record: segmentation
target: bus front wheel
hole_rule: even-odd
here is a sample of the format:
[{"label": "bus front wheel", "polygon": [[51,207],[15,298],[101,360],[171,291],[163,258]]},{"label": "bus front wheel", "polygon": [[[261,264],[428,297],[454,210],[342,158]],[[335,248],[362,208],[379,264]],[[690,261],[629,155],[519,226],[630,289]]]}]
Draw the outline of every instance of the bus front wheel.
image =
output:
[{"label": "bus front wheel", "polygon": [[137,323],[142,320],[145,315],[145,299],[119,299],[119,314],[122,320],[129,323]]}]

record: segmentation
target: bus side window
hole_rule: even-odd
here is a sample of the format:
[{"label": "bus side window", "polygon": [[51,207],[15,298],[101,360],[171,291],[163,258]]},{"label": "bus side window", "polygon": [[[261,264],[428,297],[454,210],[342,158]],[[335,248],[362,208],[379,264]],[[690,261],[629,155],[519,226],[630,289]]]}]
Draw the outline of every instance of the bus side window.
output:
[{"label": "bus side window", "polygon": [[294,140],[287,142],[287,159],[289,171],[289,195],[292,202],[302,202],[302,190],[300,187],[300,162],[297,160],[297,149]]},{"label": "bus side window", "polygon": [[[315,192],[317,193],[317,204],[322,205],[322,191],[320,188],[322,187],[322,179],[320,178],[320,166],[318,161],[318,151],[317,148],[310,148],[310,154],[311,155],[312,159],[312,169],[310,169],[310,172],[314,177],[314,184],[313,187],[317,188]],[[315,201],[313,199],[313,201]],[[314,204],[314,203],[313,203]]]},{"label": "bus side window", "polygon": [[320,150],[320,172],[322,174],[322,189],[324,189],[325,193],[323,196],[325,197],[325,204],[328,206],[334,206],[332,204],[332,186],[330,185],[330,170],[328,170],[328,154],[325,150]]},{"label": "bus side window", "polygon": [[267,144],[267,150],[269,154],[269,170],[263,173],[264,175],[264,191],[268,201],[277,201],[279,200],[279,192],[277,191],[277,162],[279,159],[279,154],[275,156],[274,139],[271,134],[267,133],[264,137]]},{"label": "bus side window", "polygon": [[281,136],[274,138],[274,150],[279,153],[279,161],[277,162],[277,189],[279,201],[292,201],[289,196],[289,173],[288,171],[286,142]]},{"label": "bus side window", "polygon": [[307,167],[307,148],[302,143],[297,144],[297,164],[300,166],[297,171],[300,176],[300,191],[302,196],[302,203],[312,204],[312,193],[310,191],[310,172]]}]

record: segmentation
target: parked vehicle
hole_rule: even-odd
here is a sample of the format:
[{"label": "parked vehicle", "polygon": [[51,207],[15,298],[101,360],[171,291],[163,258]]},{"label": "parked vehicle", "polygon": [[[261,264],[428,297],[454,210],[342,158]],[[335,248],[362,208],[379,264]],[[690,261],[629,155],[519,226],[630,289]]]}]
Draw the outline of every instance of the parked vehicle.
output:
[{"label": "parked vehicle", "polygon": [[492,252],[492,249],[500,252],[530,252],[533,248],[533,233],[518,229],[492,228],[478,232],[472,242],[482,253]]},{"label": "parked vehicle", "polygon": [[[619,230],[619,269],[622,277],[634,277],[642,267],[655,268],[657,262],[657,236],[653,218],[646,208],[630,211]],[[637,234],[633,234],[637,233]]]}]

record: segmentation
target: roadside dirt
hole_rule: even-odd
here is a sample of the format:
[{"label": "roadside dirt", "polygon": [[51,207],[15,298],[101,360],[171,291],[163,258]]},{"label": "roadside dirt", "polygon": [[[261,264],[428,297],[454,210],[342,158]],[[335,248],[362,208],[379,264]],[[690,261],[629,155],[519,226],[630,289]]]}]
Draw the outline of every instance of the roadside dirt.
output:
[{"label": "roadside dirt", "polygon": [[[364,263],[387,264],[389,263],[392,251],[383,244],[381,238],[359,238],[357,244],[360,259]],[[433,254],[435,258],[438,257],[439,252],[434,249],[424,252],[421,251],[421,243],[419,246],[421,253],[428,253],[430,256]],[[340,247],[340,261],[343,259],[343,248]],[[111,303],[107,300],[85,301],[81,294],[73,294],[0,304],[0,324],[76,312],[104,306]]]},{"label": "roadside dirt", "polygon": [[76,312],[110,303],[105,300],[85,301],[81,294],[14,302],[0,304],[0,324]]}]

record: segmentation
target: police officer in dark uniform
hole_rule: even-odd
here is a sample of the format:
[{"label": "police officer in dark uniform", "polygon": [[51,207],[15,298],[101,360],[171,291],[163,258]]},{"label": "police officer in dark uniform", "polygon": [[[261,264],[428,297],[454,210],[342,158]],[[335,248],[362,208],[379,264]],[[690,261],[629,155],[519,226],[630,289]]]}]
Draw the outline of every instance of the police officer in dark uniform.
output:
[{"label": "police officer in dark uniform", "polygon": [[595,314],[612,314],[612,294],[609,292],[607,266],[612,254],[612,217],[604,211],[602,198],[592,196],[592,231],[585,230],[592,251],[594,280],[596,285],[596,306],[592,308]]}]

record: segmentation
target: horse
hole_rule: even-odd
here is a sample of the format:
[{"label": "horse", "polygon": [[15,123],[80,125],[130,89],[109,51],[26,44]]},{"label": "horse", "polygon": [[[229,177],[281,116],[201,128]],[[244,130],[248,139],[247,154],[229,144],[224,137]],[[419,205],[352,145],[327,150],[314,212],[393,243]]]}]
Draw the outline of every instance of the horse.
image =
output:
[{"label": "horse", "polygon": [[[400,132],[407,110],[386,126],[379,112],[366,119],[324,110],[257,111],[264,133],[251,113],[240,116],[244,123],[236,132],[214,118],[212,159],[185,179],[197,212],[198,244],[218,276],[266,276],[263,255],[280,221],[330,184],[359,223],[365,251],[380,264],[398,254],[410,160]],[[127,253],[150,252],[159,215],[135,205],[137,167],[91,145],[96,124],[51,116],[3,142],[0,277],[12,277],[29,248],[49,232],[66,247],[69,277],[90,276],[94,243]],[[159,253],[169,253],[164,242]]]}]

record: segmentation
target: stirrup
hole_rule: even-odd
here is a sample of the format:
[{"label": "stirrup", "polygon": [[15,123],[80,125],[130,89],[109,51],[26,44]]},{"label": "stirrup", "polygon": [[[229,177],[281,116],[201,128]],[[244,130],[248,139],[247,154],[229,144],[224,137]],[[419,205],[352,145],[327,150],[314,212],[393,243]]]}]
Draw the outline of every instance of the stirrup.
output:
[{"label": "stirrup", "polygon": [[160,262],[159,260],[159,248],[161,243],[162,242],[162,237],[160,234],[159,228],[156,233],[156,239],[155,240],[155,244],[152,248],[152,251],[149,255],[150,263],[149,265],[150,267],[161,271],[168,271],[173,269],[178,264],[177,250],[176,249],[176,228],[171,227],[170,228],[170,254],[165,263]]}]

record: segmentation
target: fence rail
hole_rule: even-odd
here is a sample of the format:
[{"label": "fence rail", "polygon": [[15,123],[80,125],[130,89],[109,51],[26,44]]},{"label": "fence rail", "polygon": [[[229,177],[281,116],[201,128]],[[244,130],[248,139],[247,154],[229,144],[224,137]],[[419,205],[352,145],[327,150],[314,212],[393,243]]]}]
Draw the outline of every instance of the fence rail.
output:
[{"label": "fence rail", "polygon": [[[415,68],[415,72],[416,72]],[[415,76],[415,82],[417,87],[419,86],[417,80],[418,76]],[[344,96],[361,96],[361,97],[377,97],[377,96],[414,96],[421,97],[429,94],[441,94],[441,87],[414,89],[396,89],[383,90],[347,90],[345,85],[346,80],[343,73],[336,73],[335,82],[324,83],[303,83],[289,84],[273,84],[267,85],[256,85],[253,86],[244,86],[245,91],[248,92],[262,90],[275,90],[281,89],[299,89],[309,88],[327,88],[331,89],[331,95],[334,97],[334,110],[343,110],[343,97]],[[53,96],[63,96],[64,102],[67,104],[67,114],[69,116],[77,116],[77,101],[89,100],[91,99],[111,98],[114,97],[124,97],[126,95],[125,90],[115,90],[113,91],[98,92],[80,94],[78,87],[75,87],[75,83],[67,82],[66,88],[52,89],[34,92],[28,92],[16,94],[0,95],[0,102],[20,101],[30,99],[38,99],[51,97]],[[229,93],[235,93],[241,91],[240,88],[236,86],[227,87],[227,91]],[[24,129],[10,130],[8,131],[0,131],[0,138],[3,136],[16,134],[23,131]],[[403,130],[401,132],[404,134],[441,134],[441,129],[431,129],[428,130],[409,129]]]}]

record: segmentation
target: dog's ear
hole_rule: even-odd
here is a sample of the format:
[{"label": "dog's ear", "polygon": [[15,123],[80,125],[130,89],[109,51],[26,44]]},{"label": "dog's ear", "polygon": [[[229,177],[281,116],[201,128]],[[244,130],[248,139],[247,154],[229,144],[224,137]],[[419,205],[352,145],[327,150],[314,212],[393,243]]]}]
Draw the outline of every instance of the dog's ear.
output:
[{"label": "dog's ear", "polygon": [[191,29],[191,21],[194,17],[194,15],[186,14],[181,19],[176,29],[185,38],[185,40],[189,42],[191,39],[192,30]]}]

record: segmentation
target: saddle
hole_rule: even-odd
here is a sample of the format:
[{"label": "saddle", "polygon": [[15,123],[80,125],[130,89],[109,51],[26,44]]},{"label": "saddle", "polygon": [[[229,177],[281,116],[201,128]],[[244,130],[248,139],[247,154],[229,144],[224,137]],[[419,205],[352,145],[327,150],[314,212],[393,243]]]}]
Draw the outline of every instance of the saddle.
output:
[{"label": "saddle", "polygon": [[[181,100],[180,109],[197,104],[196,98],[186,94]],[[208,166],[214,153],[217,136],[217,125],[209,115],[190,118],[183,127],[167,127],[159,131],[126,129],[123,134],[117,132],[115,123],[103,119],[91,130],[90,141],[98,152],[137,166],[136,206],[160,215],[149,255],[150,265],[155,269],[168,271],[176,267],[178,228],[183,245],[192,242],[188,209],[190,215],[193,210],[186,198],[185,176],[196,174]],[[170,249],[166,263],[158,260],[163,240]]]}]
+--
Collect all lines above that contain the word "every", treating uppercase and lowercase as different.

● Task solution
Draw the outline of every instance of the bus front wheel.
Draw the outline of every instance of the bus side window.
Draw the outline of every instance of the parked vehicle.
Draw the outline of every instance of the roadside dirt.
Draw the outline of every instance of the police officer in dark uniform.
Draw the outline of every instance of the horse.
Draw the outline of every instance of the stirrup.
Draw the outline of every instance of the fence rail.
Draw the outline of every instance of the dog's ear.
Draw the outline of every instance of the saddle.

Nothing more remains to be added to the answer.